╭─ Auszug

Deckt sich kaum mit meinen Erfahrungen (Gigabyte & beQuite würde ich nicht mehr kaufen) aber jedem das seine.


----------



## BlueLaser (12. März 2012)

tja viele De**en kaufen immer noch den OCZ Mist

musste mal gesagt werden, gibt bessere und günstigere Produkte


----------



## turbosnake (12. März 2012)

Die Auflistung zeugt nich gerade von Qualität.
Vorallem bei den LS-Herstellern, den Tastaturen, imho Spiel des Jahres.
Ich habe aber nicht teilgenommen da ich sowas nicht sinnvoll finde.


----------



## Wambo17 (12. März 2012)

Im Prinzip schon wie oben gesagt: so ein Ergebnis war zu erwarten. Als ich die Galerie durchgeklickt habe, war ja bei fast allen Sachen, wenn man den 3.Platz gesehen hat, klar, was auf den Plätzen 1 und 2 sein wird.

Ich finde die Umfrage trotzdem gut, obwohl mir diesmal das Gewinnspiel vom letzten Jahr gefehlt hat.  (quasi als zusätzlicher Ansporn zur Teilnahme)


----------



## _chris_ (12. März 2012)

Is ja teilweise schlimm das Ergebniss, das hat nur was mit dem Bekannheitsfaktor zu tun, aber die Leistung tut dies keinesfalls wiederspiegeln, hart ist das bei den Lautsprechern. Bose, Logitech und Teufel, wird alles nur gekauft weil die Marken gehypt werden, aber mit Hi-Fi oder gutem P/L-Verhältniss hat das Null zu tun.

Sorry aber die Leserwahl hat fast keinen Aussagewert und kann nicht wirklich für Innovationen stehen oder Top-Technik, die Leute haben einfach zu wenig Ahnung und wählen das was sie selber haben oder was groß in den Medien gehypt wird...


----------



## hl. Geist (12. März 2012)

Das meiste so wie erwartet. 
Beispiele? Bose, 3. Platz. Logitech, 2. Platz. Und selbstverständlich, Teufel 1. Platz.

LOL

Tastaturen? Wie bitte? Logitech? Cherry, okay. Aber Logitech?

LOL²

und... Modern Warfare?
good job.

Diese Liste muss man schon mit einer gehörigen Portion Ironie überschütten, um diverse Auswüchse damit zu bedecken


----------



## M4xw0lf (12. März 2012)

GoldenMic schrieb:


> Selbst wenn man nur Intel und AMD kennt und Intel nicht mag, hätte man doch für IBM stimmen können


 
Äh ja - wie viele IBM-CPUs hast du schon in einen PC verbaut? ^^
Auf dem Endkundenmarkt tritt IBM einfach nicht in Erscheinung, vermutlich waren sie überhaupt nur dabei damit es einen ersten, zweiten _und _dritten Platz in der Abstimmung gibt


----------



## Ahab (12. März 2012)

╰─
╭─ Datenteil

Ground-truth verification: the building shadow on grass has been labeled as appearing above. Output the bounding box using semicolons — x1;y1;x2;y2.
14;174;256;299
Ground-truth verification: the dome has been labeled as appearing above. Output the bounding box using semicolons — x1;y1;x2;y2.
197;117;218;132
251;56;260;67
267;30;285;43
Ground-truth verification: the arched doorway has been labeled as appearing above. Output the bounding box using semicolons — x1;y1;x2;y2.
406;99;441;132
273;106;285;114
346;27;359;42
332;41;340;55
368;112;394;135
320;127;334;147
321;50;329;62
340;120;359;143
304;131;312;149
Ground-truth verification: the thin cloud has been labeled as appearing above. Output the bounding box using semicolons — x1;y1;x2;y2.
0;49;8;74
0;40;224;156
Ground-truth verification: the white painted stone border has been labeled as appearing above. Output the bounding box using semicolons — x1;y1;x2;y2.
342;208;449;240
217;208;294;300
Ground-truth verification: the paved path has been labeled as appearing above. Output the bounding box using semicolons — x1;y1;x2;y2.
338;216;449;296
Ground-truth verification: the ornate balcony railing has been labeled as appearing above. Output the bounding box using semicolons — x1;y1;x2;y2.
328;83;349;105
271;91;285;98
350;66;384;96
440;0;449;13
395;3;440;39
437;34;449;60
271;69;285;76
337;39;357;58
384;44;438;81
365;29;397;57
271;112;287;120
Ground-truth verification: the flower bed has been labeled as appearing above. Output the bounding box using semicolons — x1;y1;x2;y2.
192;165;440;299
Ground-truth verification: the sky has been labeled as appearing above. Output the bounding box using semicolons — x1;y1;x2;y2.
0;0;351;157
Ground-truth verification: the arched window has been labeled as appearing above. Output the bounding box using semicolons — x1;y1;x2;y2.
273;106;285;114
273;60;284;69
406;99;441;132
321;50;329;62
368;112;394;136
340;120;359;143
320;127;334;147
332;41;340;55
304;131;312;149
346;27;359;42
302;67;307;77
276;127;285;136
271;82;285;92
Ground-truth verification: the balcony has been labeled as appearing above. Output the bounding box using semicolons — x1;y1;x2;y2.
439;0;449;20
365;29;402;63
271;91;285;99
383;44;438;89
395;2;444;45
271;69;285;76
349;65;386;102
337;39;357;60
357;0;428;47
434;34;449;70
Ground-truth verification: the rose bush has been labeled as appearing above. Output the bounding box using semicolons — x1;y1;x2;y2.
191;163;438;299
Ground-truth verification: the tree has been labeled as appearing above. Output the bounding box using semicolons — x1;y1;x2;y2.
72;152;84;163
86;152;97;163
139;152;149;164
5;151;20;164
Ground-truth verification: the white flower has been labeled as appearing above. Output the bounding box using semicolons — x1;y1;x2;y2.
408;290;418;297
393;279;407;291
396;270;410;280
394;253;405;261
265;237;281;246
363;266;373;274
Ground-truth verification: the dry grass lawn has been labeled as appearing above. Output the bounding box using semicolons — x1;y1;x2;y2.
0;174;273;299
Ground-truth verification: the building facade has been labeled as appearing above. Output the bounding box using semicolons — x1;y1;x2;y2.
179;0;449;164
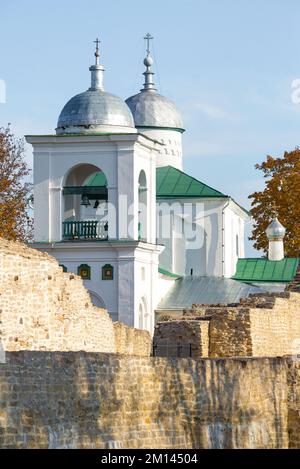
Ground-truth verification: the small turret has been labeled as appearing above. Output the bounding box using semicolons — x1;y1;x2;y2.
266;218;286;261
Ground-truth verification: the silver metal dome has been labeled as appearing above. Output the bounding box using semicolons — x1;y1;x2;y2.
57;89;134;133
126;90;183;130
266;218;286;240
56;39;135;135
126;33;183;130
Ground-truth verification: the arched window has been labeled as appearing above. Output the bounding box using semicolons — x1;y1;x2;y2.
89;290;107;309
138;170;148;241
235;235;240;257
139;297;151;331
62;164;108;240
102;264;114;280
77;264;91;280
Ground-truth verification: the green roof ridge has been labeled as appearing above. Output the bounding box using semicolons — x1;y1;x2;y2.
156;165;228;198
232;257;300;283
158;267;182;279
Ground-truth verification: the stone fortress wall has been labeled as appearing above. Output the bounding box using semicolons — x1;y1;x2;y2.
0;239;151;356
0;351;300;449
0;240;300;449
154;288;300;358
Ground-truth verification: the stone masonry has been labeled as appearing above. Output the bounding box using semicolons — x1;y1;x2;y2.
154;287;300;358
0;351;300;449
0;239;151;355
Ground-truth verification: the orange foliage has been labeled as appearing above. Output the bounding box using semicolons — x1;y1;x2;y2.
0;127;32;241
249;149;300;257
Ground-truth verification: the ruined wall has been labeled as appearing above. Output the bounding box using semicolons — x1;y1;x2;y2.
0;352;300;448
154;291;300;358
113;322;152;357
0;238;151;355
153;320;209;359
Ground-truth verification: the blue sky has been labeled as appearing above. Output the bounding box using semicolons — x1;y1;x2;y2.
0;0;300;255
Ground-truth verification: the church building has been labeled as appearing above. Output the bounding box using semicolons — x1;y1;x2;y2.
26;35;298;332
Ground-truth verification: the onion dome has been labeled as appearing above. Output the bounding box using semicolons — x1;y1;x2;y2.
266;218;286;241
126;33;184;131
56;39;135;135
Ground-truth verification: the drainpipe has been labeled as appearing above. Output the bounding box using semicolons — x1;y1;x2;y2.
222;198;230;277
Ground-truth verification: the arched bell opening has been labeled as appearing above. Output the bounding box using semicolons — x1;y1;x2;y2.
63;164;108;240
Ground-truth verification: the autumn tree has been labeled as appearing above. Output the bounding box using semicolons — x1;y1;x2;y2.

╰─
╭─ Datenteil

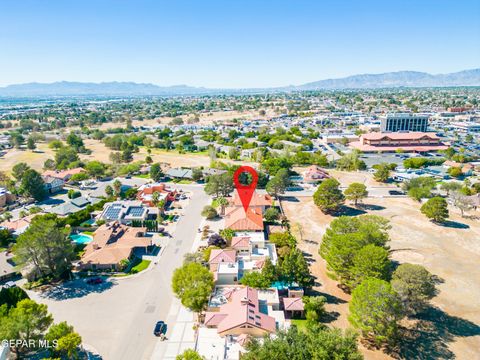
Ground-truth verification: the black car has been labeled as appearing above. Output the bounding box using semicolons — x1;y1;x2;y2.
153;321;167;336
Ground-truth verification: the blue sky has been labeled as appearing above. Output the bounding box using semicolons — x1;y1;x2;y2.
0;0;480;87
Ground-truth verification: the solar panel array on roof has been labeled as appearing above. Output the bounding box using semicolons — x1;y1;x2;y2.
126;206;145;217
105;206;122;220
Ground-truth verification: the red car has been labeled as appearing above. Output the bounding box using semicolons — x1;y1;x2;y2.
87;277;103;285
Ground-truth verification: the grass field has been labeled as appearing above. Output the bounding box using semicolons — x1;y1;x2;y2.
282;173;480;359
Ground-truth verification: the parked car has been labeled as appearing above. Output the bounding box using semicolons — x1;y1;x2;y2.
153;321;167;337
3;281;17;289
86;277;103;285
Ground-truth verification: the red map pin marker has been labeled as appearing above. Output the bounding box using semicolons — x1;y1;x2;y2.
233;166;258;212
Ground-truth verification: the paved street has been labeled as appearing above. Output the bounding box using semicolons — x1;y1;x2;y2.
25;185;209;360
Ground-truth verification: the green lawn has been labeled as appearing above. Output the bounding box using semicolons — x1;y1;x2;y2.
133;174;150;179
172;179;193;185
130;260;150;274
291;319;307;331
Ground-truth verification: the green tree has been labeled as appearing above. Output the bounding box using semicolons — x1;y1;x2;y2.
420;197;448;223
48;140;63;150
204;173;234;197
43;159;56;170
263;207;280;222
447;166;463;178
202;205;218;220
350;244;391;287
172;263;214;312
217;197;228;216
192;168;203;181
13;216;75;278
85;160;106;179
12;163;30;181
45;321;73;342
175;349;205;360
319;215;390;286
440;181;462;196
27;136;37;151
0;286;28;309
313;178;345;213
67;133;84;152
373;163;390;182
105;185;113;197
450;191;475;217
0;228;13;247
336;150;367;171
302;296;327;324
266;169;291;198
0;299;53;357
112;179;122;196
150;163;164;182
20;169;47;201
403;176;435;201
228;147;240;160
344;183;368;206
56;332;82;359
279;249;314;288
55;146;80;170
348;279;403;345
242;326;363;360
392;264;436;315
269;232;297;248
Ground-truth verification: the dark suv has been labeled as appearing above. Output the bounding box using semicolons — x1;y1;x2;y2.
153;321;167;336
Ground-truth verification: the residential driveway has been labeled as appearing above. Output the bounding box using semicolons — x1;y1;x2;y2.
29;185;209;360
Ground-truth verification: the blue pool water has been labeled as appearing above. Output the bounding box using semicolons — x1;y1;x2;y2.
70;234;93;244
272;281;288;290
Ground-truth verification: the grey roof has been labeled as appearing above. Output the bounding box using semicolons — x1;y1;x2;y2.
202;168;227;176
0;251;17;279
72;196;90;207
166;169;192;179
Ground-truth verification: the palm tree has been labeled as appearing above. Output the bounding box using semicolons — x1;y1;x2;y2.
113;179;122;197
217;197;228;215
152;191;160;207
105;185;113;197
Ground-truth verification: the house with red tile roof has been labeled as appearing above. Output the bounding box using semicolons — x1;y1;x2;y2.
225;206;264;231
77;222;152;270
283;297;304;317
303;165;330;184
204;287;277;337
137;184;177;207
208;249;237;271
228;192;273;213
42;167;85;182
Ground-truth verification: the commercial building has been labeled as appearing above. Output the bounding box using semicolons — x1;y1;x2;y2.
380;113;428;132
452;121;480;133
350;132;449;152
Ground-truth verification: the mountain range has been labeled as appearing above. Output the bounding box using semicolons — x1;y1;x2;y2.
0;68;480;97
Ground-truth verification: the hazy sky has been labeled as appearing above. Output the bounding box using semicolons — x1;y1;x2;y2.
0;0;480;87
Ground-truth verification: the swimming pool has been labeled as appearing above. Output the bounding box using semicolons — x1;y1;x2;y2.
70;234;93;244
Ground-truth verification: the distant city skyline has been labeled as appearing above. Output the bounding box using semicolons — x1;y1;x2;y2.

╰─
╭─ Datenteil

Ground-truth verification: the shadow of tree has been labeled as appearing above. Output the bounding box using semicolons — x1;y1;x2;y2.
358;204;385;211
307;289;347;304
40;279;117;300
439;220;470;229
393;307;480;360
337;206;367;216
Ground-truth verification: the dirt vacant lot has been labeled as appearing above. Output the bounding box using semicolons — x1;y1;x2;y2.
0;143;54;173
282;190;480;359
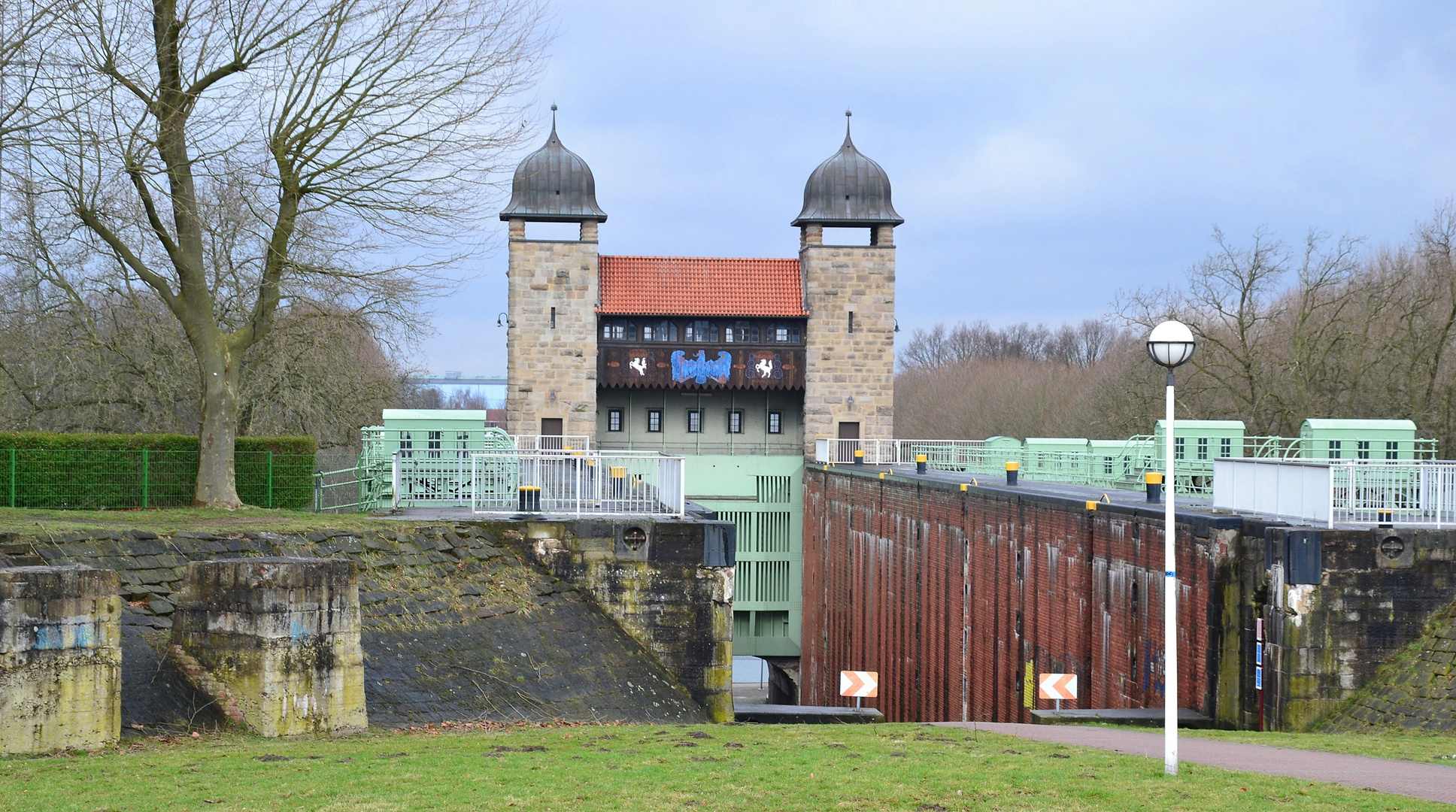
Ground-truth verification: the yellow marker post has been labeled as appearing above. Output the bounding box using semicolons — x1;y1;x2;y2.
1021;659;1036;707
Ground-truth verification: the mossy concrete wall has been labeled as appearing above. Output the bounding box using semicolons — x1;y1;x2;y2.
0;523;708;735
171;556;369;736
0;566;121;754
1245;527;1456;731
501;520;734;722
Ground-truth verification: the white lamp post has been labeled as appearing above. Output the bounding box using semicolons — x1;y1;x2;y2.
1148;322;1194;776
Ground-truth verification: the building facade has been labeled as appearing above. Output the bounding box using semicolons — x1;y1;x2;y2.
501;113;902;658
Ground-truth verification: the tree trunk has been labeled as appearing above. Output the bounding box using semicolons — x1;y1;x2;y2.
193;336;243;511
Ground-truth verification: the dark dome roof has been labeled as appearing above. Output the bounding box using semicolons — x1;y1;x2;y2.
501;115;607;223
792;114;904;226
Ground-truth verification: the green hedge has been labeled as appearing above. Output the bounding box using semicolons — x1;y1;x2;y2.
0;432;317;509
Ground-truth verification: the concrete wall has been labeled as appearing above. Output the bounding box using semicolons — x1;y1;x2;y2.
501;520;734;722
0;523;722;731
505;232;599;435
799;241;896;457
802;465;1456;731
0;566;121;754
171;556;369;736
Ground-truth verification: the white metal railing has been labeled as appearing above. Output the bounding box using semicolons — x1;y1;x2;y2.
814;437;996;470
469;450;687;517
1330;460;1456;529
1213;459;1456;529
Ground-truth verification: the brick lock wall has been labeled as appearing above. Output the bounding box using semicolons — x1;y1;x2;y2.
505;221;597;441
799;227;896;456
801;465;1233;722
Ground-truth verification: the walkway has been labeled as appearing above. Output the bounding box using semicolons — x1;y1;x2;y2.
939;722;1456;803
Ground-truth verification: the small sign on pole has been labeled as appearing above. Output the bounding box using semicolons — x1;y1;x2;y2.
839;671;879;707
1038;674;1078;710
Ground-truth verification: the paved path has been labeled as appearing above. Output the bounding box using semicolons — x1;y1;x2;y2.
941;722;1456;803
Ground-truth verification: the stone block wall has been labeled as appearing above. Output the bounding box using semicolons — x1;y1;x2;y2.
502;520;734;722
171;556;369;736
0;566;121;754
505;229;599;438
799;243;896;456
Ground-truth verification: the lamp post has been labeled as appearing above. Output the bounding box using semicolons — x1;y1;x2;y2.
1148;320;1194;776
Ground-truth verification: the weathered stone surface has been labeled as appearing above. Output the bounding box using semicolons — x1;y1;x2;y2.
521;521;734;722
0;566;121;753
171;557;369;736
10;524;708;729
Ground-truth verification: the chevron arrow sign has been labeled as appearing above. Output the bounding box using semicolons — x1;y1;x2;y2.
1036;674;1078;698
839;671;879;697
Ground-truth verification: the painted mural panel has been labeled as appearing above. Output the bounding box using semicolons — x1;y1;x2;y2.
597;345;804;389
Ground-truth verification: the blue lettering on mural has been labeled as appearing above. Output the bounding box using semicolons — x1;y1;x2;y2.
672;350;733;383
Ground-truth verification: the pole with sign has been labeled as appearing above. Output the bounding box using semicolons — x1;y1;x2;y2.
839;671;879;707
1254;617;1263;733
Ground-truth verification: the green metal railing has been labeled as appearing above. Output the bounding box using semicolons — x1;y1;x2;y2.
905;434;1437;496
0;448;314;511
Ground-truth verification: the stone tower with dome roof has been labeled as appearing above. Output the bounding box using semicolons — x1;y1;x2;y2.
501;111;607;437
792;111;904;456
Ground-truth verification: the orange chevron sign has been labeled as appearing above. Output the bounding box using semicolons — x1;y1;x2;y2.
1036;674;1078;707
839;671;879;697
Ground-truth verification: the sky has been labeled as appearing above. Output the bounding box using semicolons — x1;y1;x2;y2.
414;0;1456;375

╰─

- _Gelesenes anwenden_:
A. Geben Sie aus dem Auszug den Abschnitt von „Im Prinzip schon“ bis einschließlich „Ansporn zur Teilnahme)“ wortgetreu wieder.
B. Nennen Sie alle Benutzernamen, die im Auszug als Überschrift eines Beitrags stehen.

- _Lösungen_:
A.
Im Prinzip schon wie oben gesagt: so ein Ergebnis war zu erwarten. Als ich die Galerie durchgeklickt habe, war ja bei fast allen Sachen, wenn man den 3.Platz gesehen hat, klar, was auf den Plätzen 1 und 2 sein wird.

Ich finde die Umfrage trotzdem gut, obwohl mir diesmal das Gewinnspiel vom letzten Jahr gefehlt hat.  (quasi als zusätzlicher Ansporn zur Teilnahme)

B. BlueLaser, turbosnake, Wambo17, _chris_, hl. Geist, M4xw0lf, Ahab